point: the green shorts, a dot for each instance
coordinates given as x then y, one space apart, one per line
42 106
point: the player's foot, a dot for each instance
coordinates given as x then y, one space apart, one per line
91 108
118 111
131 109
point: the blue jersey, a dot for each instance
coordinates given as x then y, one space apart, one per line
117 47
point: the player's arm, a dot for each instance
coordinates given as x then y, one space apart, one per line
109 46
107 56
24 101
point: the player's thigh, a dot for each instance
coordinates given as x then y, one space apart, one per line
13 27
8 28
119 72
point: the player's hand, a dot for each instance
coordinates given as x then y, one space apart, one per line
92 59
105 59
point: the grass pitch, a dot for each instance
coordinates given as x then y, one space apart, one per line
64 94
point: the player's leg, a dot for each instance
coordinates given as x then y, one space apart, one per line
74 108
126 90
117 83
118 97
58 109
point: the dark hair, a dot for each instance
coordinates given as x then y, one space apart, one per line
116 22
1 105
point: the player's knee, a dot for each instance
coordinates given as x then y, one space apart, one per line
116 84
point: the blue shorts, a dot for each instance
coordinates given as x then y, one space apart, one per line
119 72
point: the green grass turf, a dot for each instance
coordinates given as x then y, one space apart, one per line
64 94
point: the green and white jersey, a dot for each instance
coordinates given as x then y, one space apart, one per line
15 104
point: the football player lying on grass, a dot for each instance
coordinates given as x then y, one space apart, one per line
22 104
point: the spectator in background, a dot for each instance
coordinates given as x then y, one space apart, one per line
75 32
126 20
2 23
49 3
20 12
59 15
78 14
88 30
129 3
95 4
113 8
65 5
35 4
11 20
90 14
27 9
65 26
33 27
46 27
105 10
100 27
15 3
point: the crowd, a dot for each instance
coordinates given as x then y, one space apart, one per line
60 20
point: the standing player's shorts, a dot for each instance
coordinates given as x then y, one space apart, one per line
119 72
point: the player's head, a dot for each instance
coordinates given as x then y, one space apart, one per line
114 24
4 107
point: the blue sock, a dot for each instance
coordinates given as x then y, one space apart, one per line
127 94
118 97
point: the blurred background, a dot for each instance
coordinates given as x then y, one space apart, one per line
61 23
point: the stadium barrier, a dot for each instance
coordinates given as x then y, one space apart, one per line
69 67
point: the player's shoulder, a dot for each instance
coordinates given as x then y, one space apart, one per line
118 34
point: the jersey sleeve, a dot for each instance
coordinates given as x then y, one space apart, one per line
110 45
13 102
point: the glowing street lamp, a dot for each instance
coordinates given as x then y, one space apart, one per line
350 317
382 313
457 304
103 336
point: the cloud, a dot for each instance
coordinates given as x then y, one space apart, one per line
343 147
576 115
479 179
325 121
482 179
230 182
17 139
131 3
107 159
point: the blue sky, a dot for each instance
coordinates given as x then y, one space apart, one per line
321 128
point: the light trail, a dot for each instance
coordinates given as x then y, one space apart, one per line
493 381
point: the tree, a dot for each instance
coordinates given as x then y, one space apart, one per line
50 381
━━━━━━━━━━
DIRECTIONS: Your answer should consist of the lines from the listing that hold the word "background".

SOLUTION TO THE EXERCISE:
point: the spectator in background, a dot for each instance
point: the blurred background, a dot for each instance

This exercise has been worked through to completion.